:: WRITTEN EXERCISE ::
Output, word for word, the part of the forum thread on Bash find below from "I am using find" up to and including "what you mean?".

I am using find in a Bash script. How can I modify that code to include a specific directory under 'bin' , ie './bin/php/' (while still ignoring all other sub-directories of 'bin')?
Current code:
find . -name '*.php' \
-and ! -path './bin/*' \
+1
A:
Is that what you mean?
find . \( \! -iregex ^./bin/.\* -o -iregex ^./include/something/.\* \) \
-name \*.php
Michael Krelin - hacker
2009-12-09 09:15:05
No - but I've rewrote the question so hopefully I'm explaining myself better now.
yoavf
2009-12-09 09:20:12
yoavf, so I've edited my reply
Michael Krelin - hacker
2009-12-09 09:47:17
+1
A:
find /bin /bin/php -maxdepth 1 -name "*.php"

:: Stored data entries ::
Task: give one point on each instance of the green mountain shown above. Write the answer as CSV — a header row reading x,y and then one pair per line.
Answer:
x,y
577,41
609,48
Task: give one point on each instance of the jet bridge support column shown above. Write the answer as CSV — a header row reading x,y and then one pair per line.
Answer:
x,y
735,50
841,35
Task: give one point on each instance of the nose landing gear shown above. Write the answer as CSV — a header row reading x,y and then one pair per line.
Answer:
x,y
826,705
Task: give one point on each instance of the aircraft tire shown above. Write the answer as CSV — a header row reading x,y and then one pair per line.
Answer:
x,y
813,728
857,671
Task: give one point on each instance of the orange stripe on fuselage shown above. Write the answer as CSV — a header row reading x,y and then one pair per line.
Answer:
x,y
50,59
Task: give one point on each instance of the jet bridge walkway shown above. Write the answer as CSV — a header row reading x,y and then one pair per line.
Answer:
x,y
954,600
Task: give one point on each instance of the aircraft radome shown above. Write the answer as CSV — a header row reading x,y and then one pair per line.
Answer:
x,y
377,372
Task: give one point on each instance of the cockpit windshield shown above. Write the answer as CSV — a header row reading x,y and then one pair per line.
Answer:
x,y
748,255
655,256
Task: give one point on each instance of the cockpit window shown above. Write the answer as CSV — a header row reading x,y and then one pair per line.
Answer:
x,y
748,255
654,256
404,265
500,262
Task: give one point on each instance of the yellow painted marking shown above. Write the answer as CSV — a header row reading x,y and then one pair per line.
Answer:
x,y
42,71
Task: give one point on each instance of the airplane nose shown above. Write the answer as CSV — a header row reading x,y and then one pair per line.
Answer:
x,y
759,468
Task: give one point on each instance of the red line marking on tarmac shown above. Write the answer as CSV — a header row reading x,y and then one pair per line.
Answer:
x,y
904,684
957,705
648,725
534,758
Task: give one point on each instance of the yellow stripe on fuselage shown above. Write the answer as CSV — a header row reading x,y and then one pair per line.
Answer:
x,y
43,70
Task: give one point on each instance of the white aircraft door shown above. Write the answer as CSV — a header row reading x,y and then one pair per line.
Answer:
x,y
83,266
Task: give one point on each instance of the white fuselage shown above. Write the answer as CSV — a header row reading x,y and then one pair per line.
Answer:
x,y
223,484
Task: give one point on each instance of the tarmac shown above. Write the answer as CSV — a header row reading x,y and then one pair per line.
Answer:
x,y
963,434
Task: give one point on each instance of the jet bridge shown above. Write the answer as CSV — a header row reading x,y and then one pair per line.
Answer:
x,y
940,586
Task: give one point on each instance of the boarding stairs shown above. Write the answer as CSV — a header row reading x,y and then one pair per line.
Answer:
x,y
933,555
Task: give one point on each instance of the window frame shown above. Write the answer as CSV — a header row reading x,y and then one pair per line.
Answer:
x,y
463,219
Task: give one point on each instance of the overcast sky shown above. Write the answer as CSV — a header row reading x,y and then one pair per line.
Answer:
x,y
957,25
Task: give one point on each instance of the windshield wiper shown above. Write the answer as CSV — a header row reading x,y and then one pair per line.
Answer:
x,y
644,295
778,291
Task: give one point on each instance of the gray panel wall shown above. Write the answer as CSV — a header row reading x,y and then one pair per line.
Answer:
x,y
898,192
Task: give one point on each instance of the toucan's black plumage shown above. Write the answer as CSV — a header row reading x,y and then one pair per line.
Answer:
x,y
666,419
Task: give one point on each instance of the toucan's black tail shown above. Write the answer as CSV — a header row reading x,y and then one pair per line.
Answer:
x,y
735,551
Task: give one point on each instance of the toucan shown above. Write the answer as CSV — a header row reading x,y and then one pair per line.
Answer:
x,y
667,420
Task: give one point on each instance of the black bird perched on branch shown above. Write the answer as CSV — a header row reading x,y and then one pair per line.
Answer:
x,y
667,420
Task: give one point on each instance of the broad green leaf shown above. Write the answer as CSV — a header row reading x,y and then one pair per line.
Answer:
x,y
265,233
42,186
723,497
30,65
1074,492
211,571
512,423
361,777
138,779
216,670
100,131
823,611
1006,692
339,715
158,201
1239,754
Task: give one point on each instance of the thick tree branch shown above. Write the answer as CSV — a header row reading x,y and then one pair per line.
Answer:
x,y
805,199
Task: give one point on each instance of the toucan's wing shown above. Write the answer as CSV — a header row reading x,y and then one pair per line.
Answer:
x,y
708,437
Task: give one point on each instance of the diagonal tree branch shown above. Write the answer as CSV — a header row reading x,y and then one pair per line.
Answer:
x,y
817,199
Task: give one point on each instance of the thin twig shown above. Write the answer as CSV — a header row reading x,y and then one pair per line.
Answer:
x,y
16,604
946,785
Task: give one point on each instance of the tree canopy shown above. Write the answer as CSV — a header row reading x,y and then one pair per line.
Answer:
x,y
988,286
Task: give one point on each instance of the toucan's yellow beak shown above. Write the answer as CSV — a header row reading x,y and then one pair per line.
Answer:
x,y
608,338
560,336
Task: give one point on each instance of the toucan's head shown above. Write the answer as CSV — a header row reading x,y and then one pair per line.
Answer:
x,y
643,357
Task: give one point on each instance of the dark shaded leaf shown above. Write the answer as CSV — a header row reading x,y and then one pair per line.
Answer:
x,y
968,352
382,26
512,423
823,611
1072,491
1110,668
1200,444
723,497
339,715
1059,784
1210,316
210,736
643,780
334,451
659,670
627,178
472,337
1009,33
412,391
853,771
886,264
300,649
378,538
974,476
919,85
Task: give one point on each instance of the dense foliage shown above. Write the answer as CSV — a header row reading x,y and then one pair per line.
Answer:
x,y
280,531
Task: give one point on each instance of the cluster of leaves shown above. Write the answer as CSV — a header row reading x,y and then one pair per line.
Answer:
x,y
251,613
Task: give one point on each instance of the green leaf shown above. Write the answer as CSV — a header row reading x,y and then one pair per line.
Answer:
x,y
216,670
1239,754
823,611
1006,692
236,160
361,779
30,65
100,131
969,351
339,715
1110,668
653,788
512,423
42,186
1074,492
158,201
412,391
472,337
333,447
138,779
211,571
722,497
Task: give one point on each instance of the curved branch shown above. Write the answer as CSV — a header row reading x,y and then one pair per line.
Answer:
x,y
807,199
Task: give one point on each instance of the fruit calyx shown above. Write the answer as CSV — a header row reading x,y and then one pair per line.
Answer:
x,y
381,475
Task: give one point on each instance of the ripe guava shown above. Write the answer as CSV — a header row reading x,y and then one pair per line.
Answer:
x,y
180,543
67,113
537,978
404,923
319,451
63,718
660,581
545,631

:: SOLUTION FOR THIS TASK ::
I am using find in a Bash script. How can I modify that code to include a specific directory under 'bin' , ie './bin/php/' (while still ignoring all other sub-directories of 'bin')?
Current code:
find . -name '*.php' \
-and ! -path './bin/*' \
+1
A:
Is that what you mean?